Reproduisez à l'identique et en entier l'extrait ci-dessous sur les Français à la tête d'organisations internationales.

Extrait du document:

--------------------------------------------------

          quelques jours après la réunification de l'Allemagne, sur la prétendue 
          perte d'influence de la France, François Mitterrand avait eu cette 
          réponse impériale : « Sur les six principaux centres internationaux 
          qui dominent la politique mondiale, cinq sont dirigés par des Français 
          » (FMI, OCDE, Commission européenne, Conseil de l'Europe, Berd). 
          Nicolas Sarkozy pourrait dire pratiquement la même chose aujourd'hui. 
          Une bonne douzaine de nos compatriotes sont à la tête des 160 à 170 
          organisations intergouvernementales, y compris européennes, 
          répertoriées par le Quai d'Orsay. « Marianne guidant le monde » : ces 
          listes d'excellence font chaud au coeur.

--------------------------------------------------

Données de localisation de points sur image
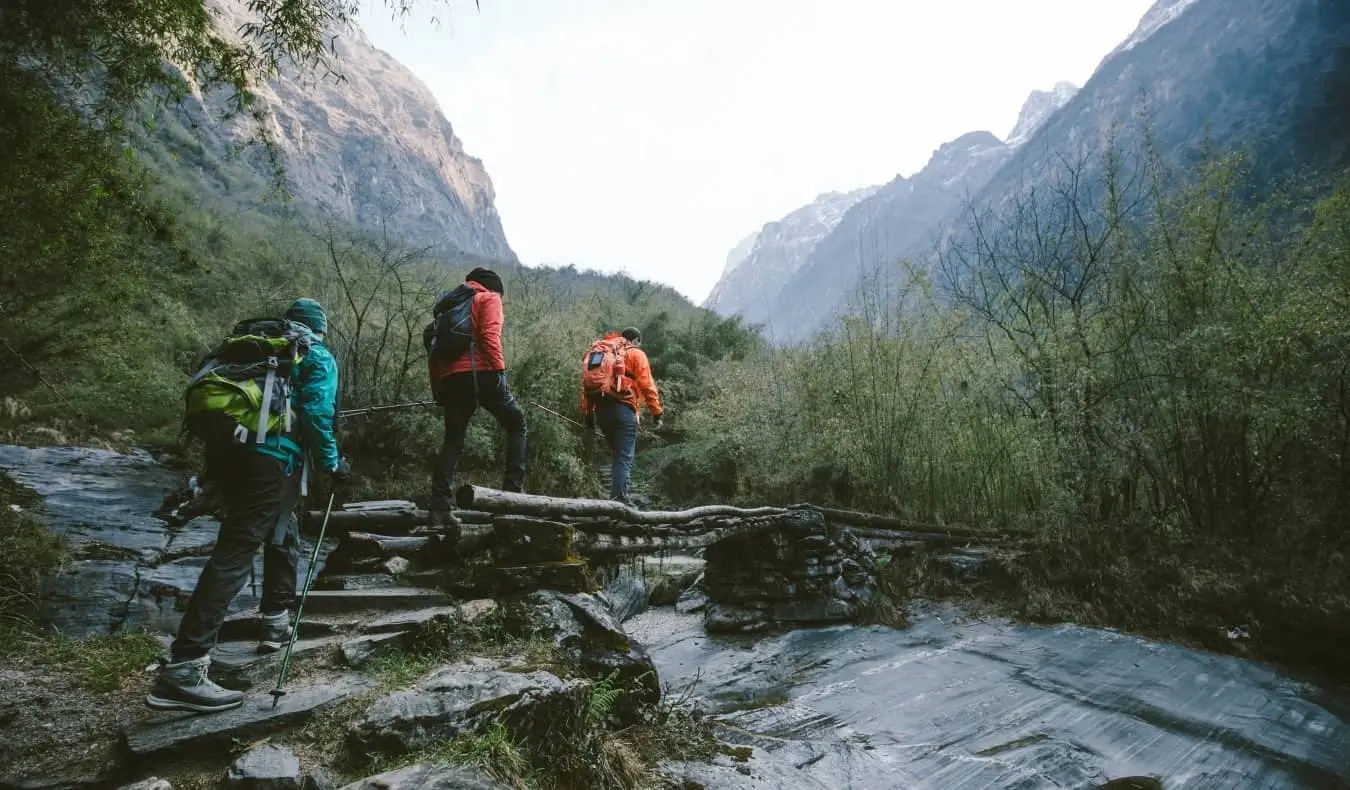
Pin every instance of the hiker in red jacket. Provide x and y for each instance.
(475, 378)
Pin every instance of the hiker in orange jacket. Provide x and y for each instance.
(618, 416)
(475, 378)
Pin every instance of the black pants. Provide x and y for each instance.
(459, 399)
(259, 505)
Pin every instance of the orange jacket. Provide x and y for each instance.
(643, 388)
(486, 318)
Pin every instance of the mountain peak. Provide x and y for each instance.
(1038, 108)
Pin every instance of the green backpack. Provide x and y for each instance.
(242, 390)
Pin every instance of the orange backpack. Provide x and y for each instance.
(602, 369)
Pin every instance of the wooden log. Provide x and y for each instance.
(494, 501)
(401, 519)
(524, 540)
(891, 523)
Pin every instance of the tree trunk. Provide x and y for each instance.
(494, 501)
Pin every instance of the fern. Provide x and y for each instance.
(602, 697)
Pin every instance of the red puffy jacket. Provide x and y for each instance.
(486, 318)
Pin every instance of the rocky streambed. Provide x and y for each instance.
(948, 702)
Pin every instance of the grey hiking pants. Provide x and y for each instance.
(459, 396)
(618, 423)
(259, 497)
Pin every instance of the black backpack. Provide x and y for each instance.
(451, 331)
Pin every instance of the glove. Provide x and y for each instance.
(342, 477)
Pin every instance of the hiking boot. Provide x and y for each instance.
(276, 632)
(185, 686)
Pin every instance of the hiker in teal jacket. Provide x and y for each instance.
(261, 486)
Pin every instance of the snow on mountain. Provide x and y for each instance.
(776, 251)
(1037, 110)
(1163, 12)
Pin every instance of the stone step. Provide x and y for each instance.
(172, 735)
(246, 625)
(375, 581)
(238, 665)
(384, 600)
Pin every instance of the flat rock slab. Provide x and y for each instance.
(169, 735)
(246, 625)
(371, 581)
(458, 698)
(359, 650)
(427, 778)
(238, 665)
(385, 600)
(266, 767)
(470, 612)
(569, 577)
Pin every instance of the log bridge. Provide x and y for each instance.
(760, 566)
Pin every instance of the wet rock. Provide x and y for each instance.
(374, 581)
(92, 596)
(752, 770)
(168, 735)
(266, 767)
(793, 571)
(691, 601)
(573, 577)
(462, 697)
(427, 778)
(520, 540)
(423, 619)
(238, 665)
(593, 642)
(362, 648)
(731, 619)
(151, 783)
(385, 600)
(625, 593)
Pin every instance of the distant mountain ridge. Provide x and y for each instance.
(1272, 76)
(863, 228)
(373, 150)
(766, 259)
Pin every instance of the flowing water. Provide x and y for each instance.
(948, 702)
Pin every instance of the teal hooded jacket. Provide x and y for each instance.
(315, 400)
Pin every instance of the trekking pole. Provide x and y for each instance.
(390, 407)
(309, 574)
(556, 415)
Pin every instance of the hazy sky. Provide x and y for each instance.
(652, 135)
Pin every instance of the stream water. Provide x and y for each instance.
(948, 702)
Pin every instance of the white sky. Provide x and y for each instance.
(652, 135)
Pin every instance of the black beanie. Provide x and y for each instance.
(488, 278)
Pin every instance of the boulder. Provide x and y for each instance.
(151, 783)
(521, 540)
(266, 767)
(169, 735)
(591, 640)
(427, 778)
(461, 698)
(794, 571)
(625, 593)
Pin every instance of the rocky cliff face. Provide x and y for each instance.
(1272, 76)
(760, 265)
(806, 265)
(373, 150)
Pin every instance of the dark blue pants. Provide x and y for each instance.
(618, 423)
(459, 399)
(259, 496)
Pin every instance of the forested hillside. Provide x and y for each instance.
(1153, 384)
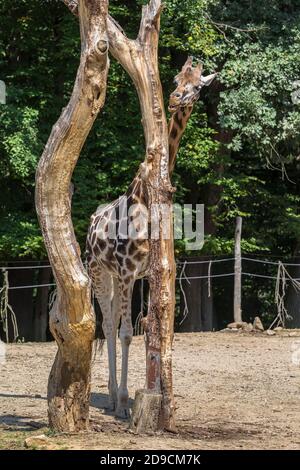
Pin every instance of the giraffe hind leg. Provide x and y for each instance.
(126, 331)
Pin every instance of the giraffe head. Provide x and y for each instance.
(189, 84)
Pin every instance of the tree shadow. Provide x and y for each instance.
(12, 423)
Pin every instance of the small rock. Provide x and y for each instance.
(237, 325)
(37, 441)
(270, 332)
(248, 327)
(257, 324)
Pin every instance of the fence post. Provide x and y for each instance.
(237, 311)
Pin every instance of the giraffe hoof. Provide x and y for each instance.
(123, 412)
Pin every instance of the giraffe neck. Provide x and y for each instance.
(177, 127)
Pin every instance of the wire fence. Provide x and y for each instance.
(282, 278)
(180, 263)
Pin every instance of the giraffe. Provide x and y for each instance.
(115, 260)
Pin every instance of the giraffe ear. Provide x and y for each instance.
(187, 67)
(206, 81)
(199, 67)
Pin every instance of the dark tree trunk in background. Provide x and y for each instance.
(21, 301)
(293, 297)
(200, 316)
(41, 306)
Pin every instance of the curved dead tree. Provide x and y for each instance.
(72, 319)
(140, 59)
(154, 406)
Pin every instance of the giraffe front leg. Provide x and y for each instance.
(126, 331)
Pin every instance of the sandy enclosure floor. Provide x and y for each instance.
(233, 391)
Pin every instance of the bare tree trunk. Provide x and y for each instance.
(237, 310)
(72, 320)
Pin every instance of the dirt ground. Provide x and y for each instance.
(233, 391)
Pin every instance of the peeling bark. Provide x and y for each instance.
(139, 59)
(72, 320)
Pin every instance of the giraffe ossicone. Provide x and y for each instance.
(116, 259)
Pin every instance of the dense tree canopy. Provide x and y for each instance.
(240, 154)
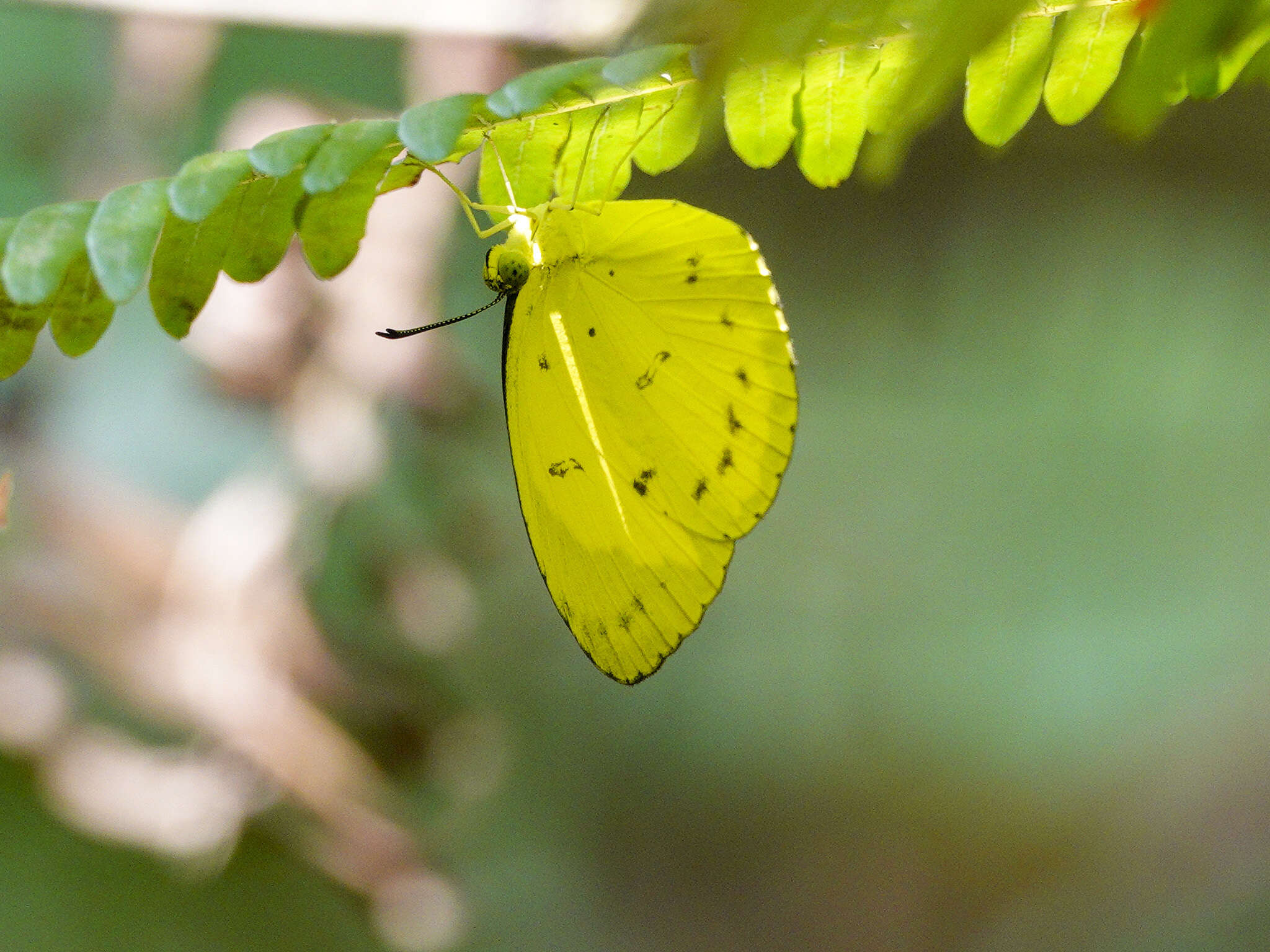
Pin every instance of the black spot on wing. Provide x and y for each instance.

--------------------------------------------------

Réponse:
          quelques jours après la réunification de l'Allemagne, sur la prétendue 
          perte d'influence de la France, François Mitterrand avait eu cette 
          réponse impériale : « Sur les six principaux centres internationaux 
          qui dominent la politique mondiale, cinq sont dirigés par des Français 
          » (FMI, OCDE, Commission européenne, Conseil de l'Europe, Berd). 
          Nicolas Sarkozy pourrait dire pratiquement la même chose aujourd'hui. 
          Une bonne douzaine de nos compatriotes sont à la tête des 160 à 170 
          organisations intergouvernementales, y compris européennes, 
          répertoriées par le Quai d'Orsay. « Marianne guidant le monde » : ces 
          listes d'excellence font chaud au coeur.